*Problem to solve*
Display each line of the entries below that contains the string "gazebo". Treat letter case as significant when matching.

(Object pointing dataset entries)
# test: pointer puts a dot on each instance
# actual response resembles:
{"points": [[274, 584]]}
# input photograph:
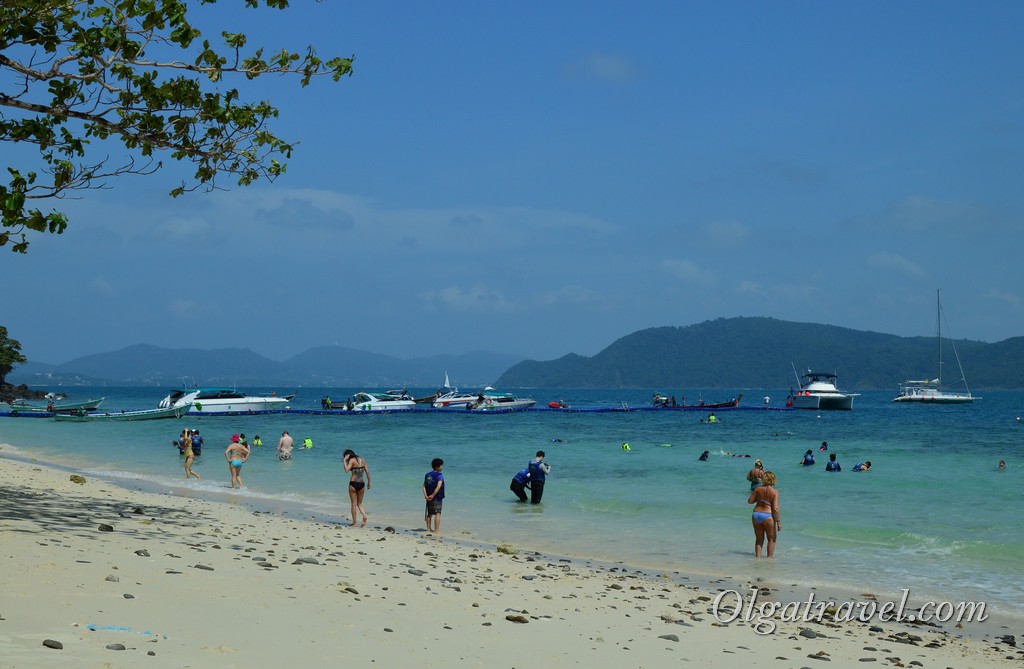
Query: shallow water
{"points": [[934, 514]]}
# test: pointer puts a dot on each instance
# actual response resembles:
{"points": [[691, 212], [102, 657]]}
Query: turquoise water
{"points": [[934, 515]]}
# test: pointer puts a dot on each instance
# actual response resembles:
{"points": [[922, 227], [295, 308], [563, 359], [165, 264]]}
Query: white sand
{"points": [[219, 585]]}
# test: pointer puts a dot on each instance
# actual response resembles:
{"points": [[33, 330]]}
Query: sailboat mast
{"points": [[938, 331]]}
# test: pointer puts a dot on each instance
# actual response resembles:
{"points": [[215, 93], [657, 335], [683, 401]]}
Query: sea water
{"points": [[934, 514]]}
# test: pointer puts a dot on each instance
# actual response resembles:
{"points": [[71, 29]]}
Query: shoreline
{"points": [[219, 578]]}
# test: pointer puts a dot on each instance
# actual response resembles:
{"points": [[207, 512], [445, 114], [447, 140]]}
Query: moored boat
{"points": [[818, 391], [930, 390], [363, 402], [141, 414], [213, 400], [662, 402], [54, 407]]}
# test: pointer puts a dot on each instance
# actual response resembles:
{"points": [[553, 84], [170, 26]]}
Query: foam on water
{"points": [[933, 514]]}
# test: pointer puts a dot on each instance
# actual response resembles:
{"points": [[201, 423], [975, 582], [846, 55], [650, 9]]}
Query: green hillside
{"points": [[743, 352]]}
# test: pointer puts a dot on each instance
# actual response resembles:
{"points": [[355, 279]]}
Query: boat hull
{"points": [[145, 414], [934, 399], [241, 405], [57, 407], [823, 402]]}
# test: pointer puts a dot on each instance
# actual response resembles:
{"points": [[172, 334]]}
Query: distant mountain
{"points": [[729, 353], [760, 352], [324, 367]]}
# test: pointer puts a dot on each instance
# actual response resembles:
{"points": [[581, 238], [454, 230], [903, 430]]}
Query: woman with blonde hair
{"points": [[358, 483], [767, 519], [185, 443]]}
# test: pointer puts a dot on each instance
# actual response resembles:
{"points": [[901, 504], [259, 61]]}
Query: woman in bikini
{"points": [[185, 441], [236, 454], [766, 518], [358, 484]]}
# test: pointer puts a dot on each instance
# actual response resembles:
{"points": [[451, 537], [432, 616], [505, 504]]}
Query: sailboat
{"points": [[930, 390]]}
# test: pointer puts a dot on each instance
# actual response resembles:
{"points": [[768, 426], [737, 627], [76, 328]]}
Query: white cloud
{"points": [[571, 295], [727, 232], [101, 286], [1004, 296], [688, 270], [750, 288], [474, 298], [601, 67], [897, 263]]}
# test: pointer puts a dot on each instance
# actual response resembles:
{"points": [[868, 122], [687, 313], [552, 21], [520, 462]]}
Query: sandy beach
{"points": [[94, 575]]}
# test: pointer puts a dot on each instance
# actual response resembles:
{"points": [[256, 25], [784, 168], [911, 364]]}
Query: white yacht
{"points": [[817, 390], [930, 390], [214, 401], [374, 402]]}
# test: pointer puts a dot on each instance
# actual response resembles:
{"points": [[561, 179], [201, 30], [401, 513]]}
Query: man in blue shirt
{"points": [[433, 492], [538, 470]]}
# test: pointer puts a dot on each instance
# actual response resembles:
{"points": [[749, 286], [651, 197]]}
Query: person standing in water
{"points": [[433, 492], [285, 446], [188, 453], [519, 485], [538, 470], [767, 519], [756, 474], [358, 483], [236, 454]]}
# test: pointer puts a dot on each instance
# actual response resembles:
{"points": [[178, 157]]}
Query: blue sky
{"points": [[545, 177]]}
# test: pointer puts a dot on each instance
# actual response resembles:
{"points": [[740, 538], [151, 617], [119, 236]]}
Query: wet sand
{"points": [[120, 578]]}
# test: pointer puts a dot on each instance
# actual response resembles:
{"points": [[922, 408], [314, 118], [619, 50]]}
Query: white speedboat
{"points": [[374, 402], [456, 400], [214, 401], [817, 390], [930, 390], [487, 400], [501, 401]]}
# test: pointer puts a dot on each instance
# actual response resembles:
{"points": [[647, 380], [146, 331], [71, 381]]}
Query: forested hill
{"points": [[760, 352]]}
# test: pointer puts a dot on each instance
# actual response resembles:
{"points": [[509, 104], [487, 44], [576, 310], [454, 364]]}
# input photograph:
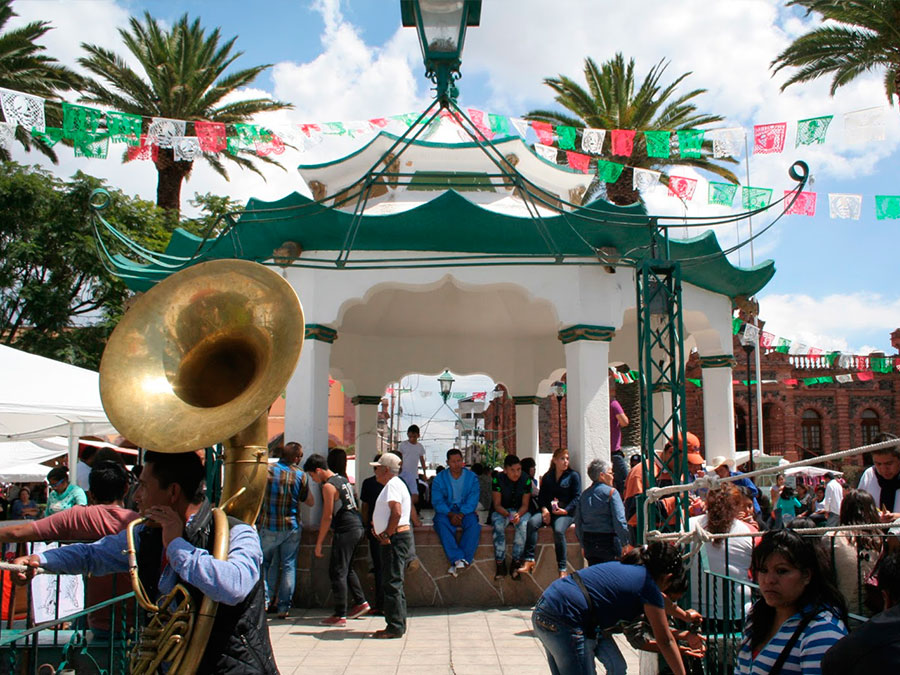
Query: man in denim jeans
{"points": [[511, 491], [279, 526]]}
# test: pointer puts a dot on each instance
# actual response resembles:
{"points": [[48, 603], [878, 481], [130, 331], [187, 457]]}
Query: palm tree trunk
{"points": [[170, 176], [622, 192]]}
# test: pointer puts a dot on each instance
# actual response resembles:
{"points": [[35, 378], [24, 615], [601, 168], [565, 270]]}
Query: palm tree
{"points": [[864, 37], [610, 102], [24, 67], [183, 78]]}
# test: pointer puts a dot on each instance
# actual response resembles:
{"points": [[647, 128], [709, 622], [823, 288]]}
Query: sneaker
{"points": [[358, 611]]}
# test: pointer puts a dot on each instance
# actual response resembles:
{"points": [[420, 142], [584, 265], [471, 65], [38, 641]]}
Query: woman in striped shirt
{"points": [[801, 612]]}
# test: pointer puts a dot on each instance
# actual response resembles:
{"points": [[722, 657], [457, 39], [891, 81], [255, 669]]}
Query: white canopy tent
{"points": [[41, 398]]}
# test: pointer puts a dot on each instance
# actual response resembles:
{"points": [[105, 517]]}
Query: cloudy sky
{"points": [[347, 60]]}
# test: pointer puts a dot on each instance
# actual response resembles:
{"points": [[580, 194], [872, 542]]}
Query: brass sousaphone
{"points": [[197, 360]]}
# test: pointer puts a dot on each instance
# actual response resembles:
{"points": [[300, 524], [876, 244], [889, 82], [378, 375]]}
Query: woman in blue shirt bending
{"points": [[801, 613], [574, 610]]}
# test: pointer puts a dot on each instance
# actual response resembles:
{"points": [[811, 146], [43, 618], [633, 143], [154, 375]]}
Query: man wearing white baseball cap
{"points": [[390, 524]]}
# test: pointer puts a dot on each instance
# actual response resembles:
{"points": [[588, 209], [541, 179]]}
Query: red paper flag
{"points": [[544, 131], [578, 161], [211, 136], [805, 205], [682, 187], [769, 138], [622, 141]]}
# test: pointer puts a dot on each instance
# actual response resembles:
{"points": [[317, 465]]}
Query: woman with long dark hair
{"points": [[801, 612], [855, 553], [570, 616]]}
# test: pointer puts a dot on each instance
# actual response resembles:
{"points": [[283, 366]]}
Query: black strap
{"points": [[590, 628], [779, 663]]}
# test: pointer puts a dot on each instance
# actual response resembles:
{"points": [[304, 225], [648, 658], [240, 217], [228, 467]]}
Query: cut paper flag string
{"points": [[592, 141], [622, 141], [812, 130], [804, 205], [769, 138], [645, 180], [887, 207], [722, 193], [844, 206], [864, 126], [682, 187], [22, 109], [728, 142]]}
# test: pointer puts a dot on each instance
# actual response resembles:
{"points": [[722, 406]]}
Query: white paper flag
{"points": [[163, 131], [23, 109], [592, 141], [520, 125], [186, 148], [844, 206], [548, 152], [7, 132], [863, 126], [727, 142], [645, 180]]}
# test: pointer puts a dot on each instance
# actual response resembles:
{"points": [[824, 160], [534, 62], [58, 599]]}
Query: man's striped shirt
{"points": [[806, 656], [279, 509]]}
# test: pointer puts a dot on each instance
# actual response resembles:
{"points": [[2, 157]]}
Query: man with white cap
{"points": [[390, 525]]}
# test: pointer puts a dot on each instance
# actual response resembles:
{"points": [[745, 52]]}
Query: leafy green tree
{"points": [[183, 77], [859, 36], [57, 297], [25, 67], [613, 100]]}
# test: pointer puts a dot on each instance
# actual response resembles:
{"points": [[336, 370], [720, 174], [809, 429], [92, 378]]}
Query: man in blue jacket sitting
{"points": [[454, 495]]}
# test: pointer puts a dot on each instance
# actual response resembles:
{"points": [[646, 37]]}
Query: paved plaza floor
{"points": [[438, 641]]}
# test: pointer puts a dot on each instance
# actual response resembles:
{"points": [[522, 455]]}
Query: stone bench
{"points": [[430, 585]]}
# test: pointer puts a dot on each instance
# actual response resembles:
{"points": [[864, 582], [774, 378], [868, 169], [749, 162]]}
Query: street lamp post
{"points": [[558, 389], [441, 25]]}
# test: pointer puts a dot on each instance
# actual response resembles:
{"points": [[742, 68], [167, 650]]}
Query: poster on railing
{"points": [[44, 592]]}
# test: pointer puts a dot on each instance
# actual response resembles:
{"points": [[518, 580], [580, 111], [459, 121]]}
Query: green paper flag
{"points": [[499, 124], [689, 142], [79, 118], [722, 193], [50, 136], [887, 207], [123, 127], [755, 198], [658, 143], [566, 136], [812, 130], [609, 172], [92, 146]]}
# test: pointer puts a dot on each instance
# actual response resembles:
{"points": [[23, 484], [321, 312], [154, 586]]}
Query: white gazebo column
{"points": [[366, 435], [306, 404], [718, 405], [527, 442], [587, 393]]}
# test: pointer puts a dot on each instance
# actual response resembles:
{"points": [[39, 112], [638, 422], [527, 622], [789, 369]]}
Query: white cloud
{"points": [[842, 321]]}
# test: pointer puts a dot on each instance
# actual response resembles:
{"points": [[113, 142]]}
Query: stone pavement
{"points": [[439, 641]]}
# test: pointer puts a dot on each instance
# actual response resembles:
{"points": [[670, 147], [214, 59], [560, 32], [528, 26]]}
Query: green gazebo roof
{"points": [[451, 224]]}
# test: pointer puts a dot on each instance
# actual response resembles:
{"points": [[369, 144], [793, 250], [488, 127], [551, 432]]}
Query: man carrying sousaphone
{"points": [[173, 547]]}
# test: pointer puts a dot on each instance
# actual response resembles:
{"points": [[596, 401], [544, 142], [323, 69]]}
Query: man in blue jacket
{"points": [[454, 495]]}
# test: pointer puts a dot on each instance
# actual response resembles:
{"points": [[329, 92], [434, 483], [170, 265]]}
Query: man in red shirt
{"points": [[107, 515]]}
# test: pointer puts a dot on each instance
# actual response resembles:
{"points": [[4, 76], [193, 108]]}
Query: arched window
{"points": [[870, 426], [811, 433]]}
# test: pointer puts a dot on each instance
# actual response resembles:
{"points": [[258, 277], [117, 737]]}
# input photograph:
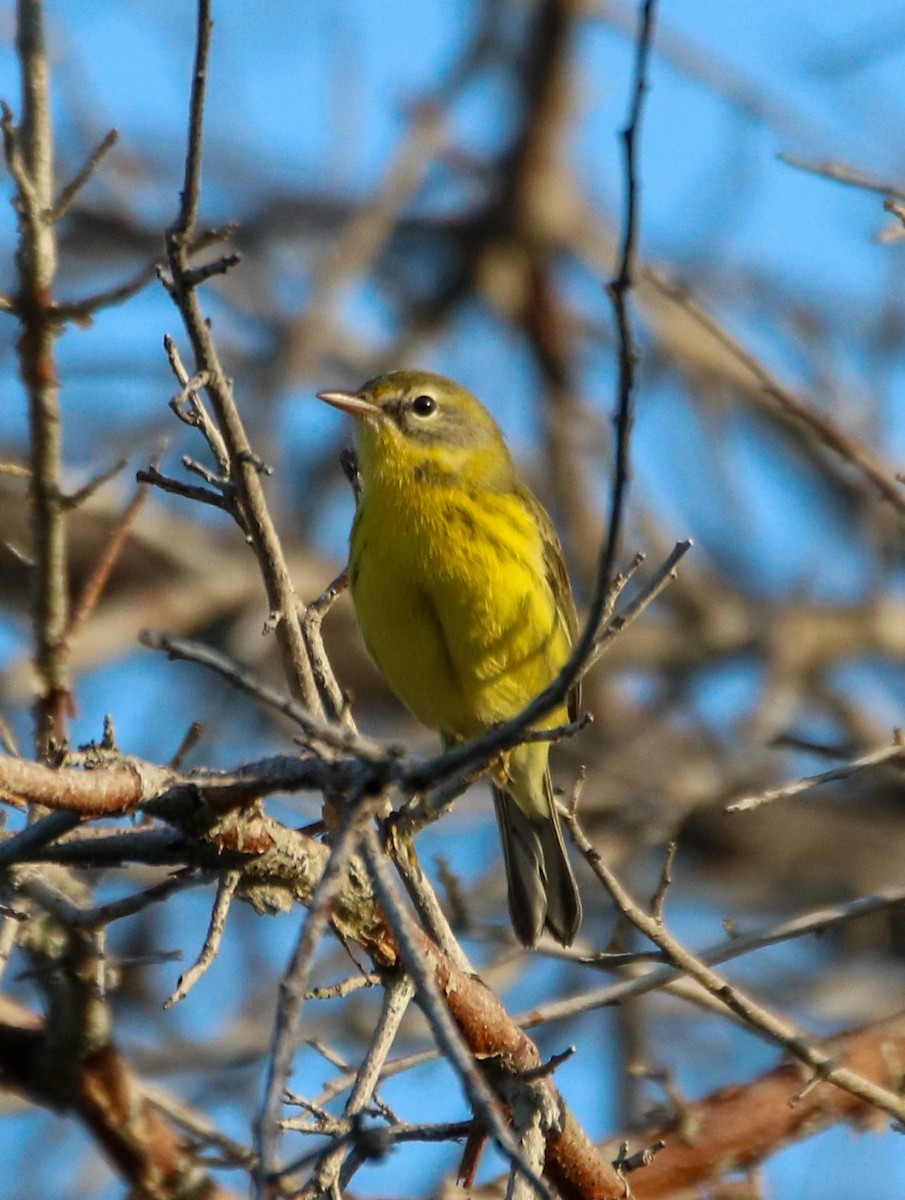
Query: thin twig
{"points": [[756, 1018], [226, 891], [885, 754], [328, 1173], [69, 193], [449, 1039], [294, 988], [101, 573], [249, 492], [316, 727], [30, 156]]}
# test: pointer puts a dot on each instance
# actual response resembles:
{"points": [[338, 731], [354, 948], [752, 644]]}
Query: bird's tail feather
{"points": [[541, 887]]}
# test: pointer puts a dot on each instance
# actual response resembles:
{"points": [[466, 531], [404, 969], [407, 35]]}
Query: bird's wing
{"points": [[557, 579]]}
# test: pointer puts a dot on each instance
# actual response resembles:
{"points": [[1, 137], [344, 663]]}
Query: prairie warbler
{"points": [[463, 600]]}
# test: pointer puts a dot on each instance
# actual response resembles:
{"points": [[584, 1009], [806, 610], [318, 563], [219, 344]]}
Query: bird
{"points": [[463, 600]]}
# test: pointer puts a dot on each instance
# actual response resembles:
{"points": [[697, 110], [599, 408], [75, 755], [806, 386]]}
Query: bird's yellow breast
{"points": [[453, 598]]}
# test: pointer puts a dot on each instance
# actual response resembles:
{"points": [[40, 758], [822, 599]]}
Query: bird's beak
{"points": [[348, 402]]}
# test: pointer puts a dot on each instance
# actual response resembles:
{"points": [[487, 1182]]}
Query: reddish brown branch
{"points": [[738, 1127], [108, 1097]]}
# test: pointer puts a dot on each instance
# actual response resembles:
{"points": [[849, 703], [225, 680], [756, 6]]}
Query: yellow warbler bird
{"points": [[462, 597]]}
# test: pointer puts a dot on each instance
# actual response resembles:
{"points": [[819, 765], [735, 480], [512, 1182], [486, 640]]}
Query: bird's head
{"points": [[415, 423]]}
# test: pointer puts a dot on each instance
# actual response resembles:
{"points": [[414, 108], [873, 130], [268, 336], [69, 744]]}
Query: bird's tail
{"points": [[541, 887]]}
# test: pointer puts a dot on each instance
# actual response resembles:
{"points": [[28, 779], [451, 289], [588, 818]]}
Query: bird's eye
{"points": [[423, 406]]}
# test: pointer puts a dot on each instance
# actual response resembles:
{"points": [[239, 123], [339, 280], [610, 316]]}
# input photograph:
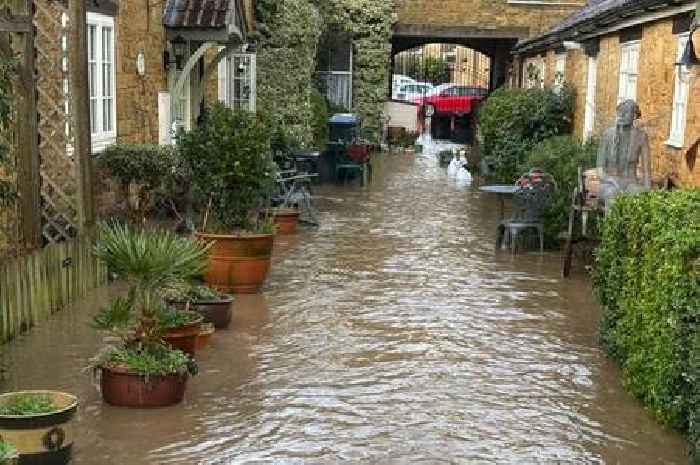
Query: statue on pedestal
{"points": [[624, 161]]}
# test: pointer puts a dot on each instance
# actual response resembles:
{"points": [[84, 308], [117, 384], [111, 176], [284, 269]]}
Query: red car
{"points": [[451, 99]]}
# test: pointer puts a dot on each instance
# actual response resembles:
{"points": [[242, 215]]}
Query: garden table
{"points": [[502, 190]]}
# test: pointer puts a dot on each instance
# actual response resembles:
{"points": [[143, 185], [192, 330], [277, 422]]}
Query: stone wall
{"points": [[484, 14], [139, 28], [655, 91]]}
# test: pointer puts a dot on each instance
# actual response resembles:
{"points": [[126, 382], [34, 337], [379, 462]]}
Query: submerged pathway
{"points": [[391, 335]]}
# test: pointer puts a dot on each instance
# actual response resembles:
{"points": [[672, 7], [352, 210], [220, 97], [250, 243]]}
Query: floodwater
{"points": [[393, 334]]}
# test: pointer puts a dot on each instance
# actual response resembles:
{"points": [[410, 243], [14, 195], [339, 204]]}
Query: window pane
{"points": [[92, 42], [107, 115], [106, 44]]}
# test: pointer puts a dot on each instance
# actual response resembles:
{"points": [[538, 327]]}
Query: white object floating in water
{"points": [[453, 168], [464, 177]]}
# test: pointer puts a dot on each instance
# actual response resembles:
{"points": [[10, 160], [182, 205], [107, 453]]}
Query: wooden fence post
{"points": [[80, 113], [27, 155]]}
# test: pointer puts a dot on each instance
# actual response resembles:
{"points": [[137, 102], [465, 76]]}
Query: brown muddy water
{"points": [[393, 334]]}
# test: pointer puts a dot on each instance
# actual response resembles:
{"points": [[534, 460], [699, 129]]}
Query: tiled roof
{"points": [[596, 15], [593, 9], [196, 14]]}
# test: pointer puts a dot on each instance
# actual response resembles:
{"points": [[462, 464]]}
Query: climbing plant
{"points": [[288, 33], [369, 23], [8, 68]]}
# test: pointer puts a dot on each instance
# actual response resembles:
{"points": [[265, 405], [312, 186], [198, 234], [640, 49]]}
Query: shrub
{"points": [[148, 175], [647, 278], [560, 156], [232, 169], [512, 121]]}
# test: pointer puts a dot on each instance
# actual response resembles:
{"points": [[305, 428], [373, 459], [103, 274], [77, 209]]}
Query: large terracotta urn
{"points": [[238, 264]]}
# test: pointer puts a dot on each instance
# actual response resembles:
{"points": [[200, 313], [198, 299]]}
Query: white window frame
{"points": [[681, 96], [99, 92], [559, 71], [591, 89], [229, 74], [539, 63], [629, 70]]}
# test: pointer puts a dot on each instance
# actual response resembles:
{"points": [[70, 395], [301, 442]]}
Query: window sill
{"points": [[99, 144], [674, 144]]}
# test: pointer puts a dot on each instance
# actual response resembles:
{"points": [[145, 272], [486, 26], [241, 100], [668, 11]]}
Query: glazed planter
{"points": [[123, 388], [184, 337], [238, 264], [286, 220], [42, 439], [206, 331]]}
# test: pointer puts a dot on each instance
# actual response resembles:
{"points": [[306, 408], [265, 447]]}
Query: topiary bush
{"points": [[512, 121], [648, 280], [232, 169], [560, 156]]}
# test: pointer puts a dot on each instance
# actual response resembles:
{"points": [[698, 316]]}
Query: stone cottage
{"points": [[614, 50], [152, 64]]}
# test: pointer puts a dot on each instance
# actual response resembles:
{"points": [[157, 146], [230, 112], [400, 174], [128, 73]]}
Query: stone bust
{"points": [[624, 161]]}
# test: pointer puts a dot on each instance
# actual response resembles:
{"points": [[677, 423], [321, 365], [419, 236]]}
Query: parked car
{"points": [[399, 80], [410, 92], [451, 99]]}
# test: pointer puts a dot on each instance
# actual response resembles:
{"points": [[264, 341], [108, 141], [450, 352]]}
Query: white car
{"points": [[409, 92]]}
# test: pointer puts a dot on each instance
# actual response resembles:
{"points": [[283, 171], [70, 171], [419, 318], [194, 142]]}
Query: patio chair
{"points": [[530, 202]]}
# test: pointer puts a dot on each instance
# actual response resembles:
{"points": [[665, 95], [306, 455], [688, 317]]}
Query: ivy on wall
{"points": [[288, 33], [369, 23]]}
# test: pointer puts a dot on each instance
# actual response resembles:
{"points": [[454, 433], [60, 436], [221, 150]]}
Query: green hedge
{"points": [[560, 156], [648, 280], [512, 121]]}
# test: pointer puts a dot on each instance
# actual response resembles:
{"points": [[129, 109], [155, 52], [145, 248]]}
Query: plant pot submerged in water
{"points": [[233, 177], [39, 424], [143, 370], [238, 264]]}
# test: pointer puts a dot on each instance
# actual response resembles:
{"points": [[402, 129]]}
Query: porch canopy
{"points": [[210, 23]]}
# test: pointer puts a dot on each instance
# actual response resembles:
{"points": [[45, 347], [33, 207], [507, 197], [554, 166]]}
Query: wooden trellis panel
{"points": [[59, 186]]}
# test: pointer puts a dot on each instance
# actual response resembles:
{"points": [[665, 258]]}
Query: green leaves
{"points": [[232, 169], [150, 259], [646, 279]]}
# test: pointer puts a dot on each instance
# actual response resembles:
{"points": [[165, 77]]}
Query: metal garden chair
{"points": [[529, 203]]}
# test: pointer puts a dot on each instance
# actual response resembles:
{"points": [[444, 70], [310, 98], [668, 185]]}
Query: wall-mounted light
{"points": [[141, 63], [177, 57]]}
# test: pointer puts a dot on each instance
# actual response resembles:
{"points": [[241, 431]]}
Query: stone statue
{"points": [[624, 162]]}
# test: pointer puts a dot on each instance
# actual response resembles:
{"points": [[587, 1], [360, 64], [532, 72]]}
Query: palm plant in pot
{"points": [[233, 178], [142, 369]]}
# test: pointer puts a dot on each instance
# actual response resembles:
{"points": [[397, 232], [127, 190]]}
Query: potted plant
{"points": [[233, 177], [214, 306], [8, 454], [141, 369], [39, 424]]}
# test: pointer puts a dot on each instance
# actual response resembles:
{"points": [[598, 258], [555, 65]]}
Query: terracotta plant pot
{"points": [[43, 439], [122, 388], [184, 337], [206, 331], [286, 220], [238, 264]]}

*Answer to this problem*
Query: white gazebo column
Query: green gazebo roof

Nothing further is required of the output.